[Complete the following]
• 1. Answer these questions from the court opinion on the libel appeal:
(a) What reason does the court give for setting aside the conviction and sentence?
(b) Which decision does the accused rely on for her claim of protection under the First and Fourteenth Amendments?
(c) In which case was the same constitutional ground rejected?
• 2. Carry the court opinion on the libel appeal forward from the point where it stops.

[Excerpt to read]
'''
After having examined the record and the bills perfected, we have concluded that the conviction and sentence must be set aside and a new trial (as prayed for) granted, because of the exclusion of certain evidence during the course of the trial. Before discussing this phase of the case, however, we shall pass upon the accused’s demurrer and motion to quash which were overruled and have been reurged on appeal.

In her brief to this court the accused contends that such pleadings were improperly overruled, she stating: “The Court erred in overruling the Demurrer and Motion to Quash for the reason that the Bill of Information does not set out facts that would be a basis for a charge under revised statute 14:47; that said charge violated the First Amendment of the Constitution of the United States prohibiting abridgement of freedom of speech as the said amendment is made applicable to the State of Louisiana through the Fourteenth Amendment of the United States Constitution; that the communication to Robert Kennedy was privileged.”

There is no merit in any of these contentions. Firstly, the information charges that the defendant maliciously published the statement quoted above, i. e., that she had been told that persons had paid the district attorney for protection while operating houses of prostitution and that he was to notify the operators of raids so they could be closed. Clearly, such language is defamatory, and every element of the crime as defined by the statute has been alleged. As to the second contention the accused, relying on Wood v. Georgia, 370 U.S. 375, 82 S.Ct. 1364, 8 L.Ed.2d 569, asserts that she was fully protected in making the statement by the First and Fourteenth Amendments of the United States Constitution. The same ground was urged (and more fully briefed) in State v. Garrison, 244 La. 787, 154 So.2d 400, and there it was rejected. Incidentally, the pertinent portion of that decision has since been reviewed, and we adhere to the views expressed in it. Thirdly, the fact that the communication was qualifiedly privileged does not of itself render the information ineffective, the state having charged that the alleged libel was uttered maliciously.

The demurrer and motion to quash were, therefore, properly overruled.
'''
[Dataset section]
'''
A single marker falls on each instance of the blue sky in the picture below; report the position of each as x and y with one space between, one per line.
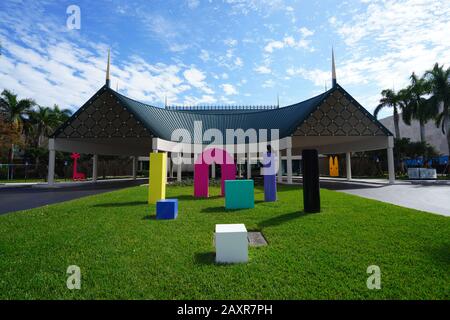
218 51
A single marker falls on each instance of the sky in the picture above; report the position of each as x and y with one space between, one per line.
218 52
'''
[Answers to each task]
• 1.
(a) The court sets them aside because certain evidence was excluded during the trial.
(b) She relies on Wood v. Georgia, 370 U.S. 375, 82 S.Ct. 1364, 8 L.Ed.2d 569.
(c) It was rejected in State v. Garrison, 244 La. 787, 154 So.2d 400.

• 2.
In her motion for a new trial, to the overruling of which a bill was reserved, the accused alleged that the “ * * * Court was in error in preventing defendant to introduce evidence in an effort to show that she had reason to believe that there was open gambling and prostitution in Iberia Parish.” During the course of the trial she had preserved her right to raise this question in such motion by numerous bills taken to the *143court’s refusal to permit her to show by the testimony of certain witnesses that there were open law violations in various places of business in the parish.

In refusing to permit such testimony the judge had ruled that it was irrelevant until such time as the accused had made proof of the alleged bribe. Thus, in his per curi-am to bill Number 9 (which was written to be applicable to bills Numbers 3 through 9) he stated: “ * * * I ruled * * * that if and when a prima facie case of public bribery involving the District Attorney was made, I would allow the introduction of evidence of the existence of houses of prostitution to corroborate the truth of the statement. But the defense made no effort to show the truth of the defamatory statement.

“I believe this ruling to be proper for if there were houses of prostitution in operation, it could be suspected that the operators of them could have been bribing the District Attorney. If there were no such houses then this possibility would not exist. The mere showing of the existence of such houses does not imply that they are operating through bribery of the District Attorney. When no evidence of bribery was introduced, this evidence therefore became irrelevant and immaterial.”

In our opinion the evidence should have been received. Undoubtedly, the qualified privilege provided for in LRS 14:49(2) (a) (quoted above) obtains in the instant matter, for the publication falls squarely within the language of that section. And under the protection of such privilege the .defendant cannot be convicted of defamation unless her writing was actually malicious, regardless of whether it was true or false. Therefore, only proof of malice ■could have counteracted the privilege.

As we noted in State v. Garrison, supra, malice involves intent, and such intent may be inferred by circumstances connected with or surrounding the transaction. Just as the state may show a malicious intent by extrinsic evidence so, too, a defendant must be permitted to introduce evidence of that nature to negative a malicious motive; that is, he may show circumstances from which a judge or jury might conclude that the utterance was made in the reasonable belief of its truth.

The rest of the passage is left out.